»»

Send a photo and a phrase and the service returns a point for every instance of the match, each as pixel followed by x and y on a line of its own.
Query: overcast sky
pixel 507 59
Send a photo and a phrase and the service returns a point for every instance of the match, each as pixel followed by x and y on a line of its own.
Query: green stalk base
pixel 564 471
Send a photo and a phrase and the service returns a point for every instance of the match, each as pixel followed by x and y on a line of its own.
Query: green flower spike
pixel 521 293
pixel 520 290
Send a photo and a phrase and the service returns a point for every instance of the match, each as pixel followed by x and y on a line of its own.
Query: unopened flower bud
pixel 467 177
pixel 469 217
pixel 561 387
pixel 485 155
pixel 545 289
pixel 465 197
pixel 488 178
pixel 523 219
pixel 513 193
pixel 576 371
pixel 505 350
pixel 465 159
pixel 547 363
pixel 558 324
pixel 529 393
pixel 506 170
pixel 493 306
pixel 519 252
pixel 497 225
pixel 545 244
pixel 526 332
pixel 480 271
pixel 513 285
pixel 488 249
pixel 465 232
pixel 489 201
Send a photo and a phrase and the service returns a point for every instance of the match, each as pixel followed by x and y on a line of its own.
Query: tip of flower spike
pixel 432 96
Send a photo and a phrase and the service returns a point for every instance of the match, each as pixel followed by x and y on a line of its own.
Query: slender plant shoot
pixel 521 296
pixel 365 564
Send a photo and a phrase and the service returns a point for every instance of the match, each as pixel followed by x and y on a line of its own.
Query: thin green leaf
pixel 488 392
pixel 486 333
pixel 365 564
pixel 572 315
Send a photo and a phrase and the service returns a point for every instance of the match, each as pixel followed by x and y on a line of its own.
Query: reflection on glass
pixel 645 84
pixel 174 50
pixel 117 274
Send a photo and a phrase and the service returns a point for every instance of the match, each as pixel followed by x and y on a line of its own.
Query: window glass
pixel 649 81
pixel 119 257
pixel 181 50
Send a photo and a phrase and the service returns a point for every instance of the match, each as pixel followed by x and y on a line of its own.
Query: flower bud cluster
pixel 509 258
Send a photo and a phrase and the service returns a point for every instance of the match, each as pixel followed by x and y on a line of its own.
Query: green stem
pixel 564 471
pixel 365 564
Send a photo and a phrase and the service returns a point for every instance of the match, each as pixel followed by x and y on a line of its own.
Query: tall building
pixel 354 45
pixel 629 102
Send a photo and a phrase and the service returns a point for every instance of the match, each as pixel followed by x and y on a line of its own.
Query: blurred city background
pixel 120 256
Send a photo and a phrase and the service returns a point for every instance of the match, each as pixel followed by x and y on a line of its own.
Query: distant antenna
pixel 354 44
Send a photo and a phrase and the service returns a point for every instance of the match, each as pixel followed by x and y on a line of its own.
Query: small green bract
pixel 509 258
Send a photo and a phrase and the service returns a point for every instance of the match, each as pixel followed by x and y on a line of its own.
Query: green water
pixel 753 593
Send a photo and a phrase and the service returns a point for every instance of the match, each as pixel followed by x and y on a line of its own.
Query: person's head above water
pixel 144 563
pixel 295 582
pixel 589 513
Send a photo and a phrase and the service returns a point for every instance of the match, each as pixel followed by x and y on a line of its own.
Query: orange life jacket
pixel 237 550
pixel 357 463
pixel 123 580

««

Problem description ::
Set down each line of the material above without a single alteration.

Exercise solution ::
Send a photo and a phrase and the service returns a point for every instance of the match, each as pixel followed by x and y on a line of its own.
Query: overcast sky
pixel 507 59
Send a photo and a phrase and the service returns a point for every instance of the match, each as pixel followed by x and y on a line of its own.
Query: green stalk base
pixel 564 471
Send a photo and a phrase and the service returns a point for every instance of the match, each as pixel followed by x and y on a line of its own.
Query: green flower spike
pixel 521 293
pixel 520 290
Send a photo and a phrase and the service returns a point for every instance of the match, each as pixel followed by x and y on a line of its own.
Query: unopened flower bud
pixel 467 177
pixel 469 217
pixel 561 387
pixel 485 155
pixel 545 289
pixel 465 197
pixel 488 178
pixel 523 219
pixel 513 193
pixel 576 371
pixel 505 350
pixel 465 159
pixel 547 363
pixel 558 324
pixel 529 393
pixel 506 170
pixel 493 306
pixel 519 252
pixel 497 225
pixel 545 244
pixel 526 332
pixel 480 271
pixel 513 285
pixel 488 249
pixel 465 232
pixel 489 201
Send a photo and a phrase and the service returns a point for every instance of the match, each as pixel followed by x and y on a line of its own.
Query: tip of flower spike
pixel 432 96
Send a photo and a phrase and the service returns a point for every instance of the match, each as pixel followed by x and y on a line of its own.
Query: slender plant shoot
pixel 521 296
pixel 365 564
Send a photo and a phrase and the service returns a point for every instance of the match, each as pixel followed by x and y on a line of its own.
Query: thin green leaf
pixel 488 392
pixel 486 333
pixel 365 564
pixel 572 315
Send a photo and a phrase and the service returns a point for every instance of the match, each as pixel followed by x and y on a line of its own.
Query: reflection on glass
pixel 645 84
pixel 174 50
pixel 117 274
Send a photo and a phrase and the service returns a point for every instance of the match, each as pixel followed by x and y on a line of its own.
Query: window glass
pixel 649 81
pixel 119 257
pixel 181 50
Send a photo and a phrase and the service returns a point for every instance of the match, each as pixel followed by x and y on a line of its own.
Query: flower bud cluster
pixel 509 258
Send a photo and a phrase and the service returns a point for every instance of the match, each as pixel followed by x and y on a line of its own.
Query: green stem
pixel 564 471
pixel 365 564
Send a photo and a phrase and the service returns a point for every instance of the match, each as pixel followed by x and y on a line of its own.
Query: tall building
pixel 354 45
pixel 629 102
Send a photo and a phrase and the service returns a point for every instance of the match, each as pixel followed by x and y on a line of its own.
Query: blurred city background
pixel 120 256
Send a photo and a phrase and the service returns a point for every instance of the match, each as pixel followed by x and y on a line of its own.
Query: distant antenna
pixel 354 44
Send a photo and a phrase and the service returns a point for every instance of the match, each as pixel followed by x and y on a line of its own.
Query: small green bract
pixel 509 258
Send a photo and a phrase and the service returns a point for every instance of the match, each as pixel followed by x and y on a line of its own.
Query: green water
pixel 753 593
Send a photo and a phrase and the service returns a point for every instance of the match, each as pixel followed by x and y on a line of its own.
Query: person's head above water
pixel 144 563
pixel 295 582
pixel 589 513
Send a photo and a phrase and the service returns a point for every instance of the match, each as pixel followed by x and y on a line of its own.
Query: orange life jacket
pixel 237 550
pixel 357 463
pixel 123 580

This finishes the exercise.